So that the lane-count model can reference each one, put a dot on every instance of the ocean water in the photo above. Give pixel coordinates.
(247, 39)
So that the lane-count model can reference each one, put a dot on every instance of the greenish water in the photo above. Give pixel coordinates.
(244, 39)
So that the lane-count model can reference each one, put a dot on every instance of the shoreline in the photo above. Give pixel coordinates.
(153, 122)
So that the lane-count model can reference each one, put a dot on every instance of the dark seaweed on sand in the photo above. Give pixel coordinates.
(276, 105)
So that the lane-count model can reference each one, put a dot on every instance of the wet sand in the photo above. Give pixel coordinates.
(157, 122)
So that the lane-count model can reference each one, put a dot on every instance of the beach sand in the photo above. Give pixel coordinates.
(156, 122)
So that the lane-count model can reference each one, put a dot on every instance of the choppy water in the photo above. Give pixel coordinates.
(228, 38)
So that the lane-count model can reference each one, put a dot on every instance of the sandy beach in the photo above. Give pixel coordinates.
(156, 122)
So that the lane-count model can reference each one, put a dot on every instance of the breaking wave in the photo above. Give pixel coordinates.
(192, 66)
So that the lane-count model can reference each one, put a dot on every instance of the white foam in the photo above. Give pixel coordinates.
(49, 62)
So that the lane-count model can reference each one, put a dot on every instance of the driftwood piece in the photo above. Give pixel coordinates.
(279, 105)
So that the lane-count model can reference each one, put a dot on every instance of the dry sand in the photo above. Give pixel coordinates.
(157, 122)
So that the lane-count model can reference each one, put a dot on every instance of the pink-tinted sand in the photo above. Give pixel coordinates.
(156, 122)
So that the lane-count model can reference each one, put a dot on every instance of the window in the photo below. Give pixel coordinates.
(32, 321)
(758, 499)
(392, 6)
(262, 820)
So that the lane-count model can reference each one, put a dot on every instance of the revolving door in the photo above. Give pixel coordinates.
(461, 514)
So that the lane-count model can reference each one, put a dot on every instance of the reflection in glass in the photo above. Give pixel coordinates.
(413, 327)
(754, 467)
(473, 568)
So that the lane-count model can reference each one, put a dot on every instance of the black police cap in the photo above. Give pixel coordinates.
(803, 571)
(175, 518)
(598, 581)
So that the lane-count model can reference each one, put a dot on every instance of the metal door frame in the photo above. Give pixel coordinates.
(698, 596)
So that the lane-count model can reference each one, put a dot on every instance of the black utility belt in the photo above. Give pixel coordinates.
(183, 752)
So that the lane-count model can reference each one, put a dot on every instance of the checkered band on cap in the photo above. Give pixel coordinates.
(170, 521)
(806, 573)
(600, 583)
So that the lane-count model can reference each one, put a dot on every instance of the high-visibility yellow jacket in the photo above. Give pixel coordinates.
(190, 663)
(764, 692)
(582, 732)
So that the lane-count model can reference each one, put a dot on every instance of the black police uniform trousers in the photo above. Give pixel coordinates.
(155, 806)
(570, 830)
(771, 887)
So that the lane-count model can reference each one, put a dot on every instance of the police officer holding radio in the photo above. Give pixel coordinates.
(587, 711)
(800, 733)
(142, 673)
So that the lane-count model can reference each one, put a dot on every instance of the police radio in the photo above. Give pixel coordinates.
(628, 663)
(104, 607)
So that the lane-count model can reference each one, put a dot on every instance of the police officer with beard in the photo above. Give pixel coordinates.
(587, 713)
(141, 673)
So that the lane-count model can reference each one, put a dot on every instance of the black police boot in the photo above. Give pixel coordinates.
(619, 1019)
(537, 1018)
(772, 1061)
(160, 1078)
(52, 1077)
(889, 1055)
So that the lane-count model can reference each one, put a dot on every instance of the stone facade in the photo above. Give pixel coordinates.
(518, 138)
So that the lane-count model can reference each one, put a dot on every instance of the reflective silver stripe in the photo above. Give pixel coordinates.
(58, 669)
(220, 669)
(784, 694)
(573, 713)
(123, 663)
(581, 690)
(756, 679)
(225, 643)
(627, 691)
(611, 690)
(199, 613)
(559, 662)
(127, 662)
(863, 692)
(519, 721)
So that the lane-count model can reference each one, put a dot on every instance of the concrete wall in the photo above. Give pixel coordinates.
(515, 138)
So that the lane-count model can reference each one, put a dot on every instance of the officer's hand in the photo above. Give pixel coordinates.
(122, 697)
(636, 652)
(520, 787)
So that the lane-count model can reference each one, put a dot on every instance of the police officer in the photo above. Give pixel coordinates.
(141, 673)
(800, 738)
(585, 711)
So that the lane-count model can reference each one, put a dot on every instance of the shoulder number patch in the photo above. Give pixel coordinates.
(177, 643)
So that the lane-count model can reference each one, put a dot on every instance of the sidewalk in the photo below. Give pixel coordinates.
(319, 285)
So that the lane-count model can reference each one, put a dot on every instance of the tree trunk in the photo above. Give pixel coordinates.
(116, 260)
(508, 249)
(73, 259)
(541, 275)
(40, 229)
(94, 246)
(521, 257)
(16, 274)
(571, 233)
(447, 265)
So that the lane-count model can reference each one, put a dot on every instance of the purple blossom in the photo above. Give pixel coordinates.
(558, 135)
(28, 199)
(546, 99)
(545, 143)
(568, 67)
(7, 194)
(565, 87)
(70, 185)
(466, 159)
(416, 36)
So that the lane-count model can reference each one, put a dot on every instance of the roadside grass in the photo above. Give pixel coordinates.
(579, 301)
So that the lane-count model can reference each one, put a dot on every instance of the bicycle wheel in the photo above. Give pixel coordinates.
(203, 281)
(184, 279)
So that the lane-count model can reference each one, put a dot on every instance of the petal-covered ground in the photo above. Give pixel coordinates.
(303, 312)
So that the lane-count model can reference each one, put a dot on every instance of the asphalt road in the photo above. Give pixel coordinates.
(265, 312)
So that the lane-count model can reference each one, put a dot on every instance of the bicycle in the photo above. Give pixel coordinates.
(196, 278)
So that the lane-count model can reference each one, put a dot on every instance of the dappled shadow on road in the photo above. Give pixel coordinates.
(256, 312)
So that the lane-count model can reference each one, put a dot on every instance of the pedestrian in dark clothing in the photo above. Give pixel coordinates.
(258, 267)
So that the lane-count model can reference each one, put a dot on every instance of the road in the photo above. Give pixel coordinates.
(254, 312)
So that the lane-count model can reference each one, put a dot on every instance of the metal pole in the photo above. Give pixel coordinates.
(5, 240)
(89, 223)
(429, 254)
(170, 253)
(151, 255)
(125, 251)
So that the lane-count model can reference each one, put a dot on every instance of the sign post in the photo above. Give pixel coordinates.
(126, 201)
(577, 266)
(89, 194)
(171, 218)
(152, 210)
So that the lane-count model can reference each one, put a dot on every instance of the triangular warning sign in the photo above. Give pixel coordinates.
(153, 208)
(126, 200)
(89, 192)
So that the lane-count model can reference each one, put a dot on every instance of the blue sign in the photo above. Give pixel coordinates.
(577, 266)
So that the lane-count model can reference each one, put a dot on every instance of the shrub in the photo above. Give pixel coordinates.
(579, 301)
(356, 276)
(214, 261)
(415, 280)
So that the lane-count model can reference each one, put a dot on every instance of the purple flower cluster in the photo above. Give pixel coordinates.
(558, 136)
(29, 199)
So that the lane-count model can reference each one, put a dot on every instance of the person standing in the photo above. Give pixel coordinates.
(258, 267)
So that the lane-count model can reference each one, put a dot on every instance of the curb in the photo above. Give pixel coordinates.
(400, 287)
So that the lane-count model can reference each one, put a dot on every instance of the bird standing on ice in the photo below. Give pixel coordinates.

◇ ◇ ◇ ◇

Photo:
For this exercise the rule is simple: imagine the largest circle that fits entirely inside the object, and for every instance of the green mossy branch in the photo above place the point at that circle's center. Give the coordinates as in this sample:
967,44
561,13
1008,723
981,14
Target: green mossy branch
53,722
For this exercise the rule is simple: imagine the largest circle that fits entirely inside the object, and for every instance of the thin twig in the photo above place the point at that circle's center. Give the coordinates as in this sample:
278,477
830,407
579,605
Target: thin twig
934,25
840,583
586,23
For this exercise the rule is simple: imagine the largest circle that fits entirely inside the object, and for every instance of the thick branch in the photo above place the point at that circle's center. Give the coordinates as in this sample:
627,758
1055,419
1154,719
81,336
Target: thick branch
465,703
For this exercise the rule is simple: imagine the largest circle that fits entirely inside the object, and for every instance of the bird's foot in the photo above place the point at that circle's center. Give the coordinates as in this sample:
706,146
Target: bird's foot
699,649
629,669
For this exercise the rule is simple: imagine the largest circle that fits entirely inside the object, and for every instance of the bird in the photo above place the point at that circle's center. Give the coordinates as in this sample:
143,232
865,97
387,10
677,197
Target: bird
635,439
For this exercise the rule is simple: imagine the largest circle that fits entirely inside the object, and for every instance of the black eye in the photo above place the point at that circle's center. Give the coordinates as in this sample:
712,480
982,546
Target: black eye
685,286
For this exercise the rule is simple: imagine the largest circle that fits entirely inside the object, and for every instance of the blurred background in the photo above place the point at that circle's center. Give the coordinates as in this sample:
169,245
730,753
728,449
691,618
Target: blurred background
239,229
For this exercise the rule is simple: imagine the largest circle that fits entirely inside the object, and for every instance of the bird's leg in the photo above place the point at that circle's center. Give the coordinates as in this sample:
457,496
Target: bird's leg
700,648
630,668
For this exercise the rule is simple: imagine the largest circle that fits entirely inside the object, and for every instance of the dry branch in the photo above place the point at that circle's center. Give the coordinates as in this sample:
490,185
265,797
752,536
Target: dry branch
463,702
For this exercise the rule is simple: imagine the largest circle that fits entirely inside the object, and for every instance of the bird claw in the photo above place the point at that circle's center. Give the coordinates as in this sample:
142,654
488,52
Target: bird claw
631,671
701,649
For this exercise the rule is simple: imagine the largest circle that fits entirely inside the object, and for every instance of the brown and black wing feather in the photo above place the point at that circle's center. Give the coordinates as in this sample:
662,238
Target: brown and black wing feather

◇ ◇ ◇ ◇

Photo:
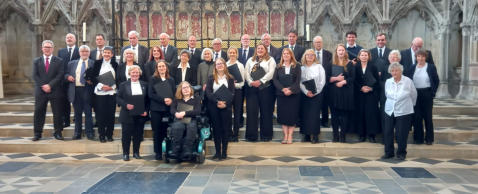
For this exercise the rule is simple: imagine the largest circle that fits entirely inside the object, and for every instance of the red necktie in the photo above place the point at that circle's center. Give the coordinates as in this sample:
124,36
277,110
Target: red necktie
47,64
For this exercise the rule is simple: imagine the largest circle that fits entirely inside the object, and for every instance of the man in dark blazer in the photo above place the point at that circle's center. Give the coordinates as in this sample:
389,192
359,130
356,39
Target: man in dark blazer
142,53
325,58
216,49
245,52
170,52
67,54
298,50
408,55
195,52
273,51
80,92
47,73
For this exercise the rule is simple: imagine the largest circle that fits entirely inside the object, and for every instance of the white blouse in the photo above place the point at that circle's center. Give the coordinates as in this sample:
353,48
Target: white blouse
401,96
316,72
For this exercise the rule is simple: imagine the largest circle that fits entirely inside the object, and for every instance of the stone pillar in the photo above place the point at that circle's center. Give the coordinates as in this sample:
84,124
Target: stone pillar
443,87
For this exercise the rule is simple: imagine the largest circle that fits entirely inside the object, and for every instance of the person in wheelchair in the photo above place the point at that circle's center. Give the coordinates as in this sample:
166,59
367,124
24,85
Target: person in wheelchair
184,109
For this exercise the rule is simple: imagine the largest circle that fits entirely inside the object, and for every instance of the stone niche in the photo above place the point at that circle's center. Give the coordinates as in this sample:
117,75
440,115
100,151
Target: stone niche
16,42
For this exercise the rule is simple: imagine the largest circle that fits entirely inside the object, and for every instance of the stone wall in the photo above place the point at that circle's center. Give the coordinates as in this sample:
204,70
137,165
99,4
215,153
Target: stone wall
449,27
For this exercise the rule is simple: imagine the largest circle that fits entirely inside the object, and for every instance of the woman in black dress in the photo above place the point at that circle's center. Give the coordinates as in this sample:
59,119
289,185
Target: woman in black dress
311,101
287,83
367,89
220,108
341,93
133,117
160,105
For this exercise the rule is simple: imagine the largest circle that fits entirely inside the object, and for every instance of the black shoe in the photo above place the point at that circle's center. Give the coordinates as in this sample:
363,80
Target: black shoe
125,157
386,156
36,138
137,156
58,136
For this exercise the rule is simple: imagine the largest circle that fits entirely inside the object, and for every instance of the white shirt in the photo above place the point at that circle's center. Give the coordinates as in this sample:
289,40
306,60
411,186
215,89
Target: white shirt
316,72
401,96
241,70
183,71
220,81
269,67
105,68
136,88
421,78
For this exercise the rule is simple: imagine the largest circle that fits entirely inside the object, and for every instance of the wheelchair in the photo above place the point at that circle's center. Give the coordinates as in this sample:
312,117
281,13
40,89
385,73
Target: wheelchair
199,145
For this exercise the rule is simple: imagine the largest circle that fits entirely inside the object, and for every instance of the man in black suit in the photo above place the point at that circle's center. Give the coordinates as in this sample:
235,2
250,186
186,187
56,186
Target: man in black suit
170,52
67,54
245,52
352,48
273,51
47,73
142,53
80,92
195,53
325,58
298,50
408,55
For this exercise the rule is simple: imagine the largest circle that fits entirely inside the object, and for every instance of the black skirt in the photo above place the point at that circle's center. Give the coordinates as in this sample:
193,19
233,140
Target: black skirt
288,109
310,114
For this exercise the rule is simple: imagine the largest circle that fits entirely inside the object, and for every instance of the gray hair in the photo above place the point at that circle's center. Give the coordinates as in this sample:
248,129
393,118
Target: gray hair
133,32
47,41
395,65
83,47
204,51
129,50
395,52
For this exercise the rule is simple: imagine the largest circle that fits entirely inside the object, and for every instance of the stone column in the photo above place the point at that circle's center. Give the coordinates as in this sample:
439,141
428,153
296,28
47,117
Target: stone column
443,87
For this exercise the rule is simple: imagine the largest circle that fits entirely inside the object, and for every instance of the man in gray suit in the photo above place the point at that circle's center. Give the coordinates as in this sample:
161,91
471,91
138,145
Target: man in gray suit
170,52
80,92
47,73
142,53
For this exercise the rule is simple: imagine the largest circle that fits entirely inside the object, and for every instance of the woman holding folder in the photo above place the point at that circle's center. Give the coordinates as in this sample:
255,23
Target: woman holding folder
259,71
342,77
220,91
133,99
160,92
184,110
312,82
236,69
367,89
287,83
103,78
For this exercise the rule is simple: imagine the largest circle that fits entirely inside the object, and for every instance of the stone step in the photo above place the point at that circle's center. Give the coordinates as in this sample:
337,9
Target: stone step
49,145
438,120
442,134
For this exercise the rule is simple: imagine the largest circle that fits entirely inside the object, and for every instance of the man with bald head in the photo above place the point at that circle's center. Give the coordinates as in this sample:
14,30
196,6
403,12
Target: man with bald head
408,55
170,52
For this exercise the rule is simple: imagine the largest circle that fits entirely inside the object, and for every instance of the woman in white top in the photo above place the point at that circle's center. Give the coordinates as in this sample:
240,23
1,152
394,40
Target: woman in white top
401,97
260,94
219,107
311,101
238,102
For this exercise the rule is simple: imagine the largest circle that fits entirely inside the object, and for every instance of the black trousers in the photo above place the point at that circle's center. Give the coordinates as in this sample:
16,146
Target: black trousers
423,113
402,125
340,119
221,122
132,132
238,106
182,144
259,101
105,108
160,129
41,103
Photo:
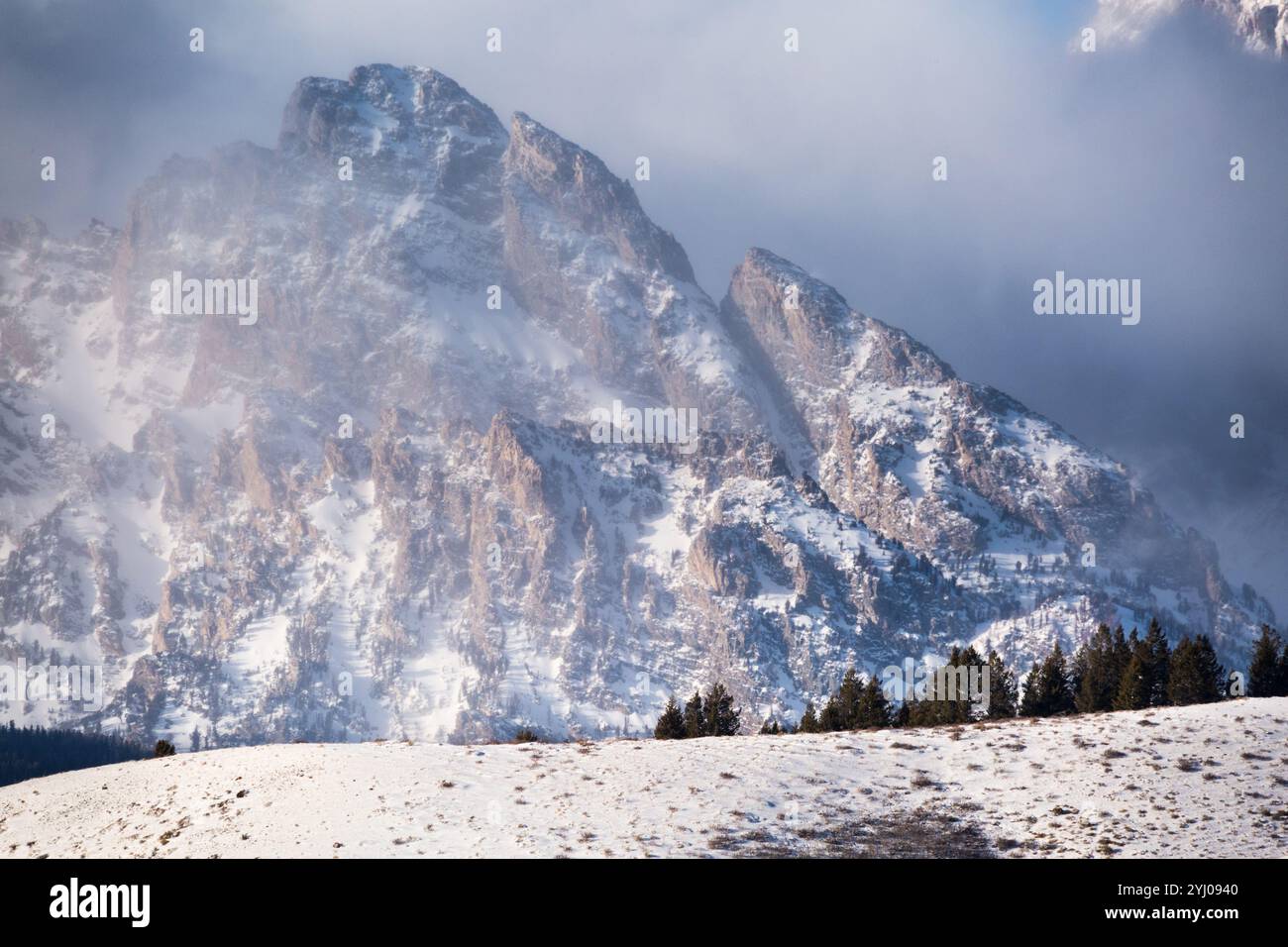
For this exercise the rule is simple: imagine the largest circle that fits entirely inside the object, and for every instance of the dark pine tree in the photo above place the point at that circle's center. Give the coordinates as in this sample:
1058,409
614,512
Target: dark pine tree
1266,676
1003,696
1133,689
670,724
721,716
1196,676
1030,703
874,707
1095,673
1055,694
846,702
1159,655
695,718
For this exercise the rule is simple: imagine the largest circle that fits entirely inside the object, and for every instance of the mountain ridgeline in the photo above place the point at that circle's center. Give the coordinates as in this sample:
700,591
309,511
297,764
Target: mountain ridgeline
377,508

◇ ◇ ◇ ◇

Required action =
Since only a count is wanted, give the number of lines in the listing that contain the word "brown".

Response area =
2